| Document segment |
As a Tibetan director dedicated to illuminating, with love and insight, the everyday culture of his contested homeland, navigating China’s labyrinthine and often-changing filmmaking approval processes cannot be an easy task. And yet, over the course of now seven films, despite or possibly because of those restrictions, Pema Tseden has amassed the most quietly inspiring of filmographies, his novelist’s eye yielding storytelling far richer than just ethnography or social observation. His beautiful, funny and tragic newest film, “Balloon,” which follows the trail of his last, “Jinpa,” in premiering in the Venice Horizons sidebar before traveling on to Toronto, is a case in point — both a gorgeously intimate family drama and an idiosyncratic artistic statement flecked with humor and sorrow, but alive always to the co-existence of the banal with the spiritual.
Three generations of a Tibetan farming family, represented by a grandfather (Konchok), father Dargye (Jinpa) and Dargye’s two rambunctious young sons (Druklha Dorje and Palden Nyima), are out on a hillock tending to their herd of sheep. The men sup tea and chat, while the boys, some way off, spy on them through the fuzzy filter of a translucent white balloon. Only it’s not a balloon — it’s a condom that the boys discovered nestled under their parents’ pillow. It is the early 1980s, China has just imposed its draconian population-control policies and the lusty Dargye, already a father three times over, has to make sure he does not get his wife, Drolkar (Sonam Wangmo), pregnant again. The fine for having another child would cripple the floundering farm.

(Data for pointing at referring expressions)
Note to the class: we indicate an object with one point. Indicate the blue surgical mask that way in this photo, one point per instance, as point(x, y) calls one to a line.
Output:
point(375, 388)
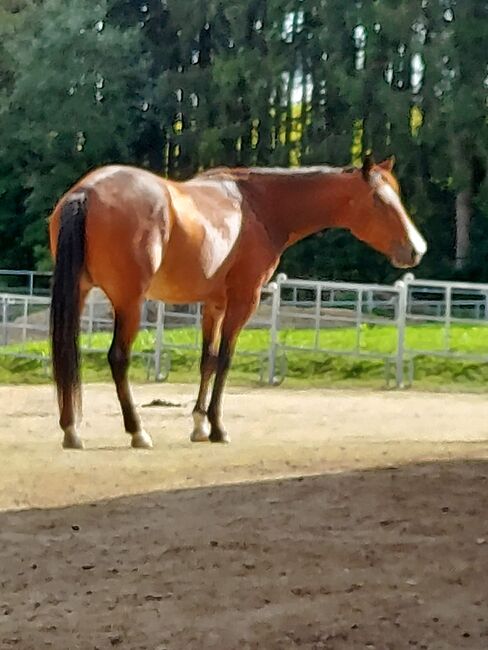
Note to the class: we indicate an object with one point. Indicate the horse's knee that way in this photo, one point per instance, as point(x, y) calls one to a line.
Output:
point(118, 360)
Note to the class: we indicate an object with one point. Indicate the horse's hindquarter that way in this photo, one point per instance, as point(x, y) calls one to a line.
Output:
point(206, 223)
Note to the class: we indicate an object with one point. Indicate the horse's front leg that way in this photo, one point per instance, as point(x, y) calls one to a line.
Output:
point(237, 313)
point(213, 314)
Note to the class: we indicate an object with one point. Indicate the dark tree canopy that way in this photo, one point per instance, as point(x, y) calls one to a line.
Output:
point(177, 86)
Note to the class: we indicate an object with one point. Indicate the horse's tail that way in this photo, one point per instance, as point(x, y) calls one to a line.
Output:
point(65, 298)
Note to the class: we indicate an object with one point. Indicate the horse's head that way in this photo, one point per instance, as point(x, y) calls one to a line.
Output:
point(381, 220)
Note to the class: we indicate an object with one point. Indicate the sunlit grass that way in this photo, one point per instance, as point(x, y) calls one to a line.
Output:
point(302, 368)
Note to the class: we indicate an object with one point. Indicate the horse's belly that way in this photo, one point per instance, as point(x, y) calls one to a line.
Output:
point(184, 286)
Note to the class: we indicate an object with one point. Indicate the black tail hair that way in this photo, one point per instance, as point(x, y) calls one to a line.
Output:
point(65, 298)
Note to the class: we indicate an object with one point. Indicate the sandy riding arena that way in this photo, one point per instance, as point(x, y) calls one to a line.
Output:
point(334, 520)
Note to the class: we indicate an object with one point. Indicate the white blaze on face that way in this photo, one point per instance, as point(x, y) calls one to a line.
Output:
point(388, 195)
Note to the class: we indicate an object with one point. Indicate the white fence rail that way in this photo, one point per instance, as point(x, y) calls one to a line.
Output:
point(314, 309)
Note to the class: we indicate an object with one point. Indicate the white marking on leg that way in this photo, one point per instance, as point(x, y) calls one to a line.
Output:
point(201, 429)
point(141, 440)
point(71, 438)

| What is required |
Transcribe the part of the review of "Balloon" starting at "As a Tibetan" and ending at "with the spiritual.". Rely solely on the review of "Balloon" for what follows.

| The completed task |
As a Tibetan director dedicated to illuminating, with love and insight, the everyday culture of his contested homeland, navigating China’s labyrinthine and often-changing filmmaking approval processes cannot be an easy task. And yet, over the course of now seven films, despite or possibly because of those restrictions, Pema Tseden has amassed the most quietly inspiring of filmographies, his novelist’s eye yielding storytelling far richer than just ethnography or social observation. His beautiful, funny and tragic newest film, “Balloon,” which follows the trail of his last, “Jinpa,” in premiering in the Venice Horizons sidebar before traveling on to Toronto, is a case in point — both a gorgeously intimate family drama and an idiosyncratic artistic statement flecked with humor and sorrow, but alive always to the co-existence of the banal with the spiritual.